[Task to complete]
From the line with "Would you mind pointing out the sunlit" through the line with "Target: small fruit cluster", inclusive, return each line of the data below exactly and leave the rest out.

[Material to process]
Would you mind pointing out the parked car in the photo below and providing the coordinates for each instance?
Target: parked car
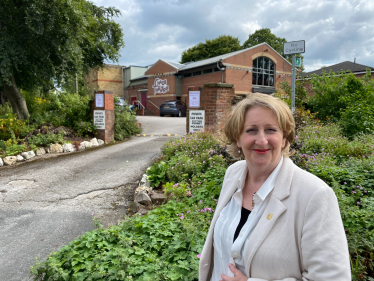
==
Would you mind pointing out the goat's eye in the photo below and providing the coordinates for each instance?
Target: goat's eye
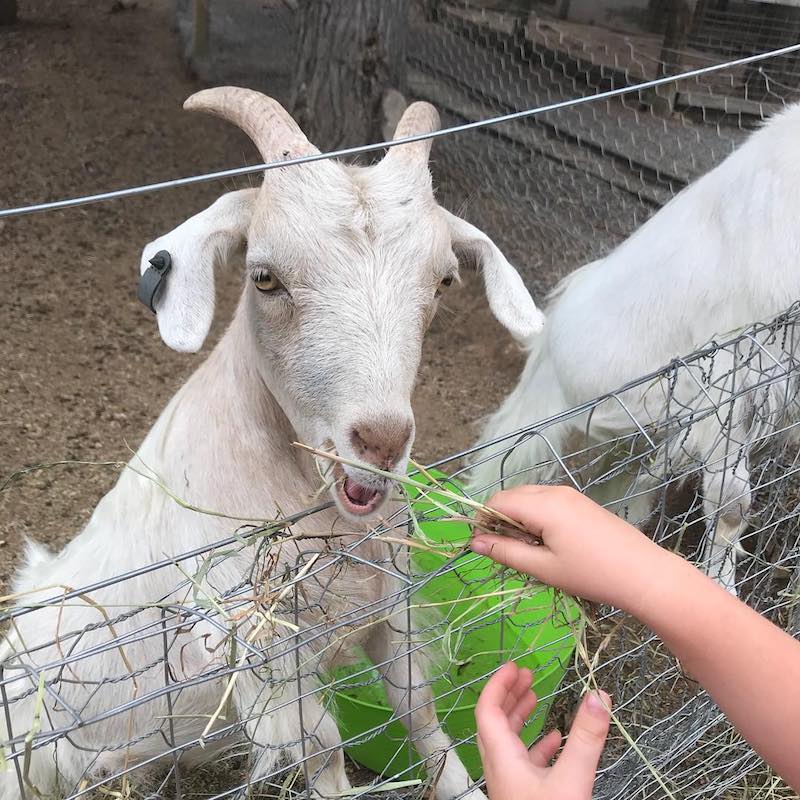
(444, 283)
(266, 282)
==
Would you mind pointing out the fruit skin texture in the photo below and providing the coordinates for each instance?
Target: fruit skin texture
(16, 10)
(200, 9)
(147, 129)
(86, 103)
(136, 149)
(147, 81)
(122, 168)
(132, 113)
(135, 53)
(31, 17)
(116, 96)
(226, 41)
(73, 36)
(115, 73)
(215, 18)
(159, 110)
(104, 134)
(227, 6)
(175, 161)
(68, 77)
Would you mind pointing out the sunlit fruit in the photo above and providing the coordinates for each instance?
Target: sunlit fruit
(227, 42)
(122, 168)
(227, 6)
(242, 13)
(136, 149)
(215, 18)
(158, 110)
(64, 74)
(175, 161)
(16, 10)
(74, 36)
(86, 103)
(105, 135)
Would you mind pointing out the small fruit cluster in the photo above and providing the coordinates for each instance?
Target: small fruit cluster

[Output of the exercise]
Would you mind pointing out the sunlit fruit in the photo above and providing the coordinates for each instance?
Target: sunlit fruit
(227, 42)
(122, 168)
(227, 6)
(242, 13)
(136, 149)
(215, 18)
(158, 110)
(64, 74)
(175, 161)
(16, 10)
(74, 36)
(86, 103)
(105, 135)
Would you mind pointing out the small fruit cluster in the photo above and providing the coordinates for each instance?
Target: small fruit cluster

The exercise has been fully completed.